### [Page excerpt]
────
Keywords

1 Introduction

It had long been a dream for researchers in the robot communities to endow the robot with motor skill similar to the man. Recently, robot learning from demonstration (LfD) together with reinforcement learning (RL) (Argall et al. 2009; Peters and Schaal 2008; Rombokas et al. 2013; Deisenroth et al. 2013) has attracted significantly increased attention. By means of LfDRL, researchers can derive a robot controller autonomously merely by back-driving or teleoperating it. Furthermore, the controller could be self-improved to refine and expand robot motor capability obtained from demonstration to fulfill the task dissimilar to demonstration task.

Usually a parametric policy representation is selected firstly for the LfDRL. Generally, a dynamic model with flexible adjustment sounds good, for the reason that it is easy to modulate online and exhibit robustness. DS (Khansari-Zadeh and Billard 2010; 2011) and DMPs (Ude and Gams 2010; Ijspeert et al. 2013) models are current popular dynamic model. DS represents motion scheduling in the form of a nonlinear autonomous dynamic system, which is time-invariance and global/local asymptotic stable. Whereas, DMPs models the movement planning as superimposition of a linear dynamic system and a nonlinear term. The former takes precedence over the latter to guarantee the global convergence at the end of the motion. Then a flexible method to adjust the model is required, including radial basis function networks, regularized kernel least-square, locally weighted regression (Atkeson et al. 1997) and Gaussian process etc.
────
### [Extracted records]
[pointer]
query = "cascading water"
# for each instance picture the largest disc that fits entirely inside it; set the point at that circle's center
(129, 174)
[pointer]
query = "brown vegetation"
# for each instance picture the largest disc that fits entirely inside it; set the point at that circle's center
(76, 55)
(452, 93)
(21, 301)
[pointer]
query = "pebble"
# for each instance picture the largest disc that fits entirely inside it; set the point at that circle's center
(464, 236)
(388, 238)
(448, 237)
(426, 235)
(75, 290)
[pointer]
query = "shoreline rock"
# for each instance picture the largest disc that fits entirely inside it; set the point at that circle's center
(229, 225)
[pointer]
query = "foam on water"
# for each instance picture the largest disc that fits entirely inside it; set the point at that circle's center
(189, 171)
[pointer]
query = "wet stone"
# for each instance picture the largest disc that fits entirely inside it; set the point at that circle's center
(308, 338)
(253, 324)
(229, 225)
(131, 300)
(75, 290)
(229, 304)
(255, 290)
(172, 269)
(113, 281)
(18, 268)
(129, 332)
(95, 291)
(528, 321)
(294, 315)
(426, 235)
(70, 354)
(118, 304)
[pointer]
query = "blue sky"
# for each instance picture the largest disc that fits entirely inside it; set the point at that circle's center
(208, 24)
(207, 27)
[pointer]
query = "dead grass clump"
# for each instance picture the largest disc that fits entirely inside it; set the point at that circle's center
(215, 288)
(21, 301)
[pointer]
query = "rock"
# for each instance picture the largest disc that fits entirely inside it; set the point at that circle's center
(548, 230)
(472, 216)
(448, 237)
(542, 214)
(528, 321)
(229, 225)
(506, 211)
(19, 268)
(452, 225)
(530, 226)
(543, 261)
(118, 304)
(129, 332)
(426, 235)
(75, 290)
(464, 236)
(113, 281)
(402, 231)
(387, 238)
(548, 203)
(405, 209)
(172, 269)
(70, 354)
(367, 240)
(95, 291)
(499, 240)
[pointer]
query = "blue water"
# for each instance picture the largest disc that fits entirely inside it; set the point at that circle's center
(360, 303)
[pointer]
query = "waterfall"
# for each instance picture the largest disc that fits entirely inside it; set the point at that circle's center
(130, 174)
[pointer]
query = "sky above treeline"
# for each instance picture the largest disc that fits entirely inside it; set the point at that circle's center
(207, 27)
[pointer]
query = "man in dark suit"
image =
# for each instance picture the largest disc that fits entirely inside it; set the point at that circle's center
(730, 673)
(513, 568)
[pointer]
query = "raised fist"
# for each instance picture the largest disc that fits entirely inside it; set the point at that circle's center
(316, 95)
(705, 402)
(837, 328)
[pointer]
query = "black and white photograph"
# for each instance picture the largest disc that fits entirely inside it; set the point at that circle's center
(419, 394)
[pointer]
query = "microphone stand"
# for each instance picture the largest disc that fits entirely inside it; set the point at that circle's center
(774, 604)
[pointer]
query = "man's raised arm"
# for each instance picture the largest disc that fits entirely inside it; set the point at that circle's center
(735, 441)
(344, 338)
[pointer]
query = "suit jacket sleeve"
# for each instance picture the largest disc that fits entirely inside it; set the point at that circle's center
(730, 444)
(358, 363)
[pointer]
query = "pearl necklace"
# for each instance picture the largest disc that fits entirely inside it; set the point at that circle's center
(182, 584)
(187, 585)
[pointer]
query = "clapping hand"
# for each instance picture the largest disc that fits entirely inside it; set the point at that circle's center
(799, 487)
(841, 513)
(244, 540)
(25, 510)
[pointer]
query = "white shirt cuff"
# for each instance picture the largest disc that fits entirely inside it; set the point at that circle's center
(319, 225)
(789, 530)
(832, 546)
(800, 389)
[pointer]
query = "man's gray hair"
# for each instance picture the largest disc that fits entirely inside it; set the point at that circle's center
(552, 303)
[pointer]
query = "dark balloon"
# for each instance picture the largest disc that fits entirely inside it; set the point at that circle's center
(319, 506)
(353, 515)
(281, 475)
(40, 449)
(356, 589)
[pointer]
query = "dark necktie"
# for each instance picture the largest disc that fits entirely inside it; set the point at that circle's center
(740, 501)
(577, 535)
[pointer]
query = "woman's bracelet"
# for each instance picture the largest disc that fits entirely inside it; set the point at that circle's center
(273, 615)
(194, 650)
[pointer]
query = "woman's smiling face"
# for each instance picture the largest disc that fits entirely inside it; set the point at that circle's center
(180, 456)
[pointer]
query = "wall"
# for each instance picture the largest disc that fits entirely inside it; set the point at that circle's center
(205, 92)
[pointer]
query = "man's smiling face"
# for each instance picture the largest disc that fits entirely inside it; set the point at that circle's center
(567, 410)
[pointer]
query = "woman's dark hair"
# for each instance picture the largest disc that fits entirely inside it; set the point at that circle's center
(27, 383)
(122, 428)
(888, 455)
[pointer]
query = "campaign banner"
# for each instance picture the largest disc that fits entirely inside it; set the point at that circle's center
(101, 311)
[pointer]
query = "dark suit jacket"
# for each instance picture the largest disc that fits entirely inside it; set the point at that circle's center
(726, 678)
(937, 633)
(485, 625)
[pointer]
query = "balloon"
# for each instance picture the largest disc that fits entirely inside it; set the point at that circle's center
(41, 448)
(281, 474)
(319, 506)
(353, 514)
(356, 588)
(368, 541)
────
### [Goal A]
Reproduce the passage of the robot learning introduction from "It had long" up to and including "to demonstration task.".
### [Goal B]
Condense the paragraph of the robot learning introduction that begins "Usually a parametric policy representation" into a bulleted list that keeps its main facts.
### [Goal C]
Resume the robot learning introduction, continuing its discussion after its final sentence.
The records play no part in the work that comes next.

### [Answer A]
It had long been a dream for researchers in the robot communities to endow the robot with motor skill similar to the man. Recently, robot learning from demonstration (LfD) together with reinforcement learning (RL) (Argall et al. 2009; Peters and Schaal 2008; Rombokas et al. 2013; Deisenroth et al. 2013) has attracted significantly increased attention. By means of LfDRL, researchers can derive a robot controller autonomously merely by back-driving or teleoperating it. Furthermore, the controller could be self-improved to refine and expand robot motor capability obtained from demonstration to fulfill the task dissimilar to demonstration task.

### [Answer B]
- A parametric policy representation is usually chosen first for LfDRL.
- A dynamic model with flexible adjustment is favored because it is easy to modulate online and is robust.
- DS and DMPs are the current popular dynamic models.
- DS represents motion scheduling as a nonlinear autonomous dynamic system that is time-invariant and globally or locally asymptotically stable.
- DMPs model movement planning as a linear dynamic system superimposed with a nonlinear term. The linear system takes precedence to guarantee global convergence at the end of the motion.
- A flexible method to adjust the model is then needed. Options include radial basis function networks, regularized kernel least-squares, locally weighted regression, and Gaussian processes.

### [Answer C]
It is often easier to learn a policy than model a robot with its environment, hence, model-free policy search methods are more popular than model-based policy search methods. Some classic model-free policy search methods were proposed recently, such as Relative Entropy Policy Search (REPS), Covariance Matrix Adaptation-Evolutionary Strategy (CMA-ES). REPS (Parisi et al. 2015; Peters et al. 2010) formulates the policy search problem as an optimization problem in an information theoretic way, meanwhile updates its policy by weighted maximum likelihood estimates. However, CMA-ES is a black-box optimizer. And it uses heuristics to estimate the weight and update the distribution, which often work well in practice but are not founded on a theoretical basis (Gregory et al. 2015).

Aimed to develop a generic method for motor skill learning with good quality for given motion planning task, this paper proposed a DMPs-iLWR policy which learning in two space to search target solution and this paper is organized as follows. Section 2 depicted DMPs-iLWR for policy representation and imitation learning. Section 3 investigates the policy optimization based on GMR-PI\( ^2 \) from a viewpoint stochastic optimal control. Section 4 describes reconstruction of basis function with auto-encoding and deep iteration process. In Sect. 5, we present in detail the classical benchmark experiment trajectory planning via prior unknown point(s).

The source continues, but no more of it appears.